Entries on locating named objects:
********

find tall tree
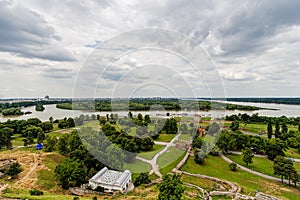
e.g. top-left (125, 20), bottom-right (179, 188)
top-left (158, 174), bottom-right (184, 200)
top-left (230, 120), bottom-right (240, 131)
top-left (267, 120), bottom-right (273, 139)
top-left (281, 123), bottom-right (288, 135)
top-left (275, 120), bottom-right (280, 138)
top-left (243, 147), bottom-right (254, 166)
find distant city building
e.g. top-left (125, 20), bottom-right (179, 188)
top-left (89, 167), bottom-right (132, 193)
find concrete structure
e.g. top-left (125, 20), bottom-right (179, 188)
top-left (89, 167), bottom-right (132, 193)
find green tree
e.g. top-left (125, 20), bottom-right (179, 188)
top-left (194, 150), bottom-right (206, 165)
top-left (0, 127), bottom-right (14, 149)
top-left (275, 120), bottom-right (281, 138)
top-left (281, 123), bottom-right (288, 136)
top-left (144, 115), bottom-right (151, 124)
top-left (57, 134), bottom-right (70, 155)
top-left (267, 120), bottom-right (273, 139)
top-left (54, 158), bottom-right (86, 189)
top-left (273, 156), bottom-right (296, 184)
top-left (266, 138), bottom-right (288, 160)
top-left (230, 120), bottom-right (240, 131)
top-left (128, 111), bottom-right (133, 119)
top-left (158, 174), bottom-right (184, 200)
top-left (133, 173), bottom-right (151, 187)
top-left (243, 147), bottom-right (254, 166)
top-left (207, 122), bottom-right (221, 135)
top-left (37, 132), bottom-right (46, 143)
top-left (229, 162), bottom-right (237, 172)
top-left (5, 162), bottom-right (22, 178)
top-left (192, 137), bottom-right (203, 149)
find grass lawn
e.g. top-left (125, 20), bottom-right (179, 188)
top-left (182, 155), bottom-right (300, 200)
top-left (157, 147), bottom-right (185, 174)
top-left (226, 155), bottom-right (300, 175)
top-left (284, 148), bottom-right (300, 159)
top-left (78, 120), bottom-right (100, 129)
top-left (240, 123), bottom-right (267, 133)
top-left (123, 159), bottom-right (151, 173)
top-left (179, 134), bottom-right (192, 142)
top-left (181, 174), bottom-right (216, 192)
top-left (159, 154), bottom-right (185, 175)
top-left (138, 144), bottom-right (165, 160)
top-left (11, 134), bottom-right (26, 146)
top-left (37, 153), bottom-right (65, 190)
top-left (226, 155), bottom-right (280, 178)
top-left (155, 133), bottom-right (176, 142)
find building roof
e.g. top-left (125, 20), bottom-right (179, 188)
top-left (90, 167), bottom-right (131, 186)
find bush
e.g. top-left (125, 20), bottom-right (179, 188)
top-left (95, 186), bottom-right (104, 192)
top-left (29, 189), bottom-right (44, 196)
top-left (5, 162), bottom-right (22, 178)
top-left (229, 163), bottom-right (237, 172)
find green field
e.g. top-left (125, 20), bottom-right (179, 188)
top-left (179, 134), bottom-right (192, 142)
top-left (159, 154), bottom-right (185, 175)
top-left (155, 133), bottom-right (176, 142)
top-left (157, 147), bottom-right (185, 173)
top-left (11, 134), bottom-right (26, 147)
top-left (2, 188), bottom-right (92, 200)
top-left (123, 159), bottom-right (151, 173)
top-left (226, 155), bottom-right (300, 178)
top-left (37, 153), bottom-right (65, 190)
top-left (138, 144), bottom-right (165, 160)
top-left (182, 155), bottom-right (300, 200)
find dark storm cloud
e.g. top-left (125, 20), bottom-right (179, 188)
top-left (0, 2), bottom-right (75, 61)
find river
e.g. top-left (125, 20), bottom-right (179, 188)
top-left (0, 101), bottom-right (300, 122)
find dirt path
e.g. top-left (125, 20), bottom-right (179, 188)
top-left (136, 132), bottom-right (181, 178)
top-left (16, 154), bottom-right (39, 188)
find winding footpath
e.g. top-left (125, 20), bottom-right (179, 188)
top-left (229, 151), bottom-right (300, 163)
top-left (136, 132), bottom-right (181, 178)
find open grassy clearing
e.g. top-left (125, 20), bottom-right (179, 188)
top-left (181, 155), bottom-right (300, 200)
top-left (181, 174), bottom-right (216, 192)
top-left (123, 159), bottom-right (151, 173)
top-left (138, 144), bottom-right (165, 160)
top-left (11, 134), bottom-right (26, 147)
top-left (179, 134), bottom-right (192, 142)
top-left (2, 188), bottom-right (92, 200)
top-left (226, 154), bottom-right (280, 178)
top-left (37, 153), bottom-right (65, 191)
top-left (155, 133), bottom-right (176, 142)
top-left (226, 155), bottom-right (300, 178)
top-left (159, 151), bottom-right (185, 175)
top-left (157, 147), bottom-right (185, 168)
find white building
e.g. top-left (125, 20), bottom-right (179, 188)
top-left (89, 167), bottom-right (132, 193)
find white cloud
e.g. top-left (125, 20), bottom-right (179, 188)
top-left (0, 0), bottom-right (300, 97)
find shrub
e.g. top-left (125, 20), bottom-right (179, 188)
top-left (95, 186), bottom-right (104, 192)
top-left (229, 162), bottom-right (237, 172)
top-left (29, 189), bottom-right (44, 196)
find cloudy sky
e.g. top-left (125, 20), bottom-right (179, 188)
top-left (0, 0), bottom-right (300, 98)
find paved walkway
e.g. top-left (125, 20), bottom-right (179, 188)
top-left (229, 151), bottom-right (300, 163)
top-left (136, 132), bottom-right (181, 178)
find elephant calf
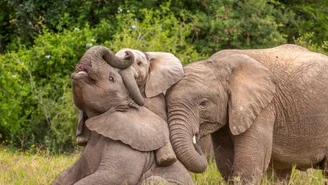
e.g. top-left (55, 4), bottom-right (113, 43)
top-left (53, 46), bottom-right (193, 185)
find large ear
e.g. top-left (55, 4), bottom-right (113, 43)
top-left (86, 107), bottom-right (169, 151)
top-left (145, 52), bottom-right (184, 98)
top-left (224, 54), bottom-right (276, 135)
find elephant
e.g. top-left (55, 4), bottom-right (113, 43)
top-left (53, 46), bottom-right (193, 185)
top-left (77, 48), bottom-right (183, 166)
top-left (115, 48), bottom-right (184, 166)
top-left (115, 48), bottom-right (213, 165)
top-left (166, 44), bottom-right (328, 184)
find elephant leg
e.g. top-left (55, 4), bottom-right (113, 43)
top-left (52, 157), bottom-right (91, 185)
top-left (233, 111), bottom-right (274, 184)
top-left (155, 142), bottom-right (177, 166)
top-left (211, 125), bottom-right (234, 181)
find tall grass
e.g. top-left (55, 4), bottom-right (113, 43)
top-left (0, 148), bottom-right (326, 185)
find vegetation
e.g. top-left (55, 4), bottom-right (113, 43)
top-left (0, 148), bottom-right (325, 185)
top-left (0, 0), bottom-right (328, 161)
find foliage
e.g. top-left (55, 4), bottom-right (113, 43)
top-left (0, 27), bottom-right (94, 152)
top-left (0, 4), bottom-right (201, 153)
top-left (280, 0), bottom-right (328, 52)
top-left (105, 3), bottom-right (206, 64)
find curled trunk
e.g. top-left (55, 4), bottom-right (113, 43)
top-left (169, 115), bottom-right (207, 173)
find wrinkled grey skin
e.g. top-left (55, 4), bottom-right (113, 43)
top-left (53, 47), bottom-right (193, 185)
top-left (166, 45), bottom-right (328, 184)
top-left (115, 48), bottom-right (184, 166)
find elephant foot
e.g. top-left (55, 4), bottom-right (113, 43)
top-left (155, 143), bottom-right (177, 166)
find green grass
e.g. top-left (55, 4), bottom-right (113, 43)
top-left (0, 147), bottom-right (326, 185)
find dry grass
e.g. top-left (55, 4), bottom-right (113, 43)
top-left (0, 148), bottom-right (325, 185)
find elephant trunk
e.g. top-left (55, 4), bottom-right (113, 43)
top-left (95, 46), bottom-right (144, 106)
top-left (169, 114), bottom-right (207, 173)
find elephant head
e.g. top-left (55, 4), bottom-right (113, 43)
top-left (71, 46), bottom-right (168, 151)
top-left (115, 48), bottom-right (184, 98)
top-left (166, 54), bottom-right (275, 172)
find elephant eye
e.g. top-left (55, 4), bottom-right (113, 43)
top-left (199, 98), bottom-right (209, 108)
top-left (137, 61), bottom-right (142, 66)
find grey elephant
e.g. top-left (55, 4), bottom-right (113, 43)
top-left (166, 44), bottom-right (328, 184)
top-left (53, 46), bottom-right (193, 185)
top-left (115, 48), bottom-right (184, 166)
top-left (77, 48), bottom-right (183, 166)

********

BRIEF ::
Report every line of the material above that contains the word "green", copying each one in full.

RESULT OF THIS TASK ::
find green tree
find green field
find green grass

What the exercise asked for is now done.